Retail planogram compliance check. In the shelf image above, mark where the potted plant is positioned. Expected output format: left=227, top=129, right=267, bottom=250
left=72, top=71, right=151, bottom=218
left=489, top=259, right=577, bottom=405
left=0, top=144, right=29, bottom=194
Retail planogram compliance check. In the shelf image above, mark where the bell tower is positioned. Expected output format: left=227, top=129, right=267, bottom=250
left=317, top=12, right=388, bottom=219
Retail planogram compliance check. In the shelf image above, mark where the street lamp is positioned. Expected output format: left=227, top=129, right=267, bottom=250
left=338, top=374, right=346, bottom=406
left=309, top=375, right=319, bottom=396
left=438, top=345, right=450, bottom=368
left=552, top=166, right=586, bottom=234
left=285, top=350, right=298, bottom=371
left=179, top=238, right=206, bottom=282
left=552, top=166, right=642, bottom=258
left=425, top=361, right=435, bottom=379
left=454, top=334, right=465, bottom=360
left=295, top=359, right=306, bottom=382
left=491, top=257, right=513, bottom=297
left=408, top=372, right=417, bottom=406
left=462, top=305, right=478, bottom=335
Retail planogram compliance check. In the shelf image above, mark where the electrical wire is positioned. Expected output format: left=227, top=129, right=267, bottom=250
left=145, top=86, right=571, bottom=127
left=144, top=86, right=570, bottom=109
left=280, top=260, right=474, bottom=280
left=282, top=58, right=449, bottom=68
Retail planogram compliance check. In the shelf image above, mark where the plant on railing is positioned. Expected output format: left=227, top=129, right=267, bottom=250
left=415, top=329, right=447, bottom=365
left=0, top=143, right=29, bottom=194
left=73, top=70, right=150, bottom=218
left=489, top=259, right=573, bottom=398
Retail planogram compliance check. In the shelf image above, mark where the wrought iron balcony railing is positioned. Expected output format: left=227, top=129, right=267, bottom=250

───

PROBLEM DETAILS: Rescale the stretch from the line containing "where the bell" through the line containing "left=462, top=305, right=478, bottom=335" by writing out every line in it, requests included, with each box coordinate in the answers multiplied by 1.6 and rounded to a whole number, halves rounded up. Keep the requests and their sample format unchanged.

RESULT:
Retail planogram compliance check. In the shelf image above, mark where the bell tower is positioned. Expected output format: left=227, top=129, right=267, bottom=250
left=507, top=19, right=621, bottom=350
Retail planogram compliance check. In the shelf image above, mark where the street lamp is positioned. Expected output format: left=227, top=129, right=267, bottom=250
left=541, top=598, right=554, bottom=650
left=494, top=600, right=510, bottom=634
left=701, top=552, right=720, bottom=589
left=883, top=266, right=938, bottom=374
left=456, top=560, right=477, bottom=594
left=286, top=381, right=330, bottom=451
left=883, top=266, right=1027, bottom=413
left=680, top=578, right=696, bottom=606
left=726, top=534, right=744, bottom=576
left=472, top=574, right=490, bottom=611
left=786, top=411, right=821, bottom=475
left=653, top=595, right=667, bottom=650
left=739, top=488, right=765, bottom=536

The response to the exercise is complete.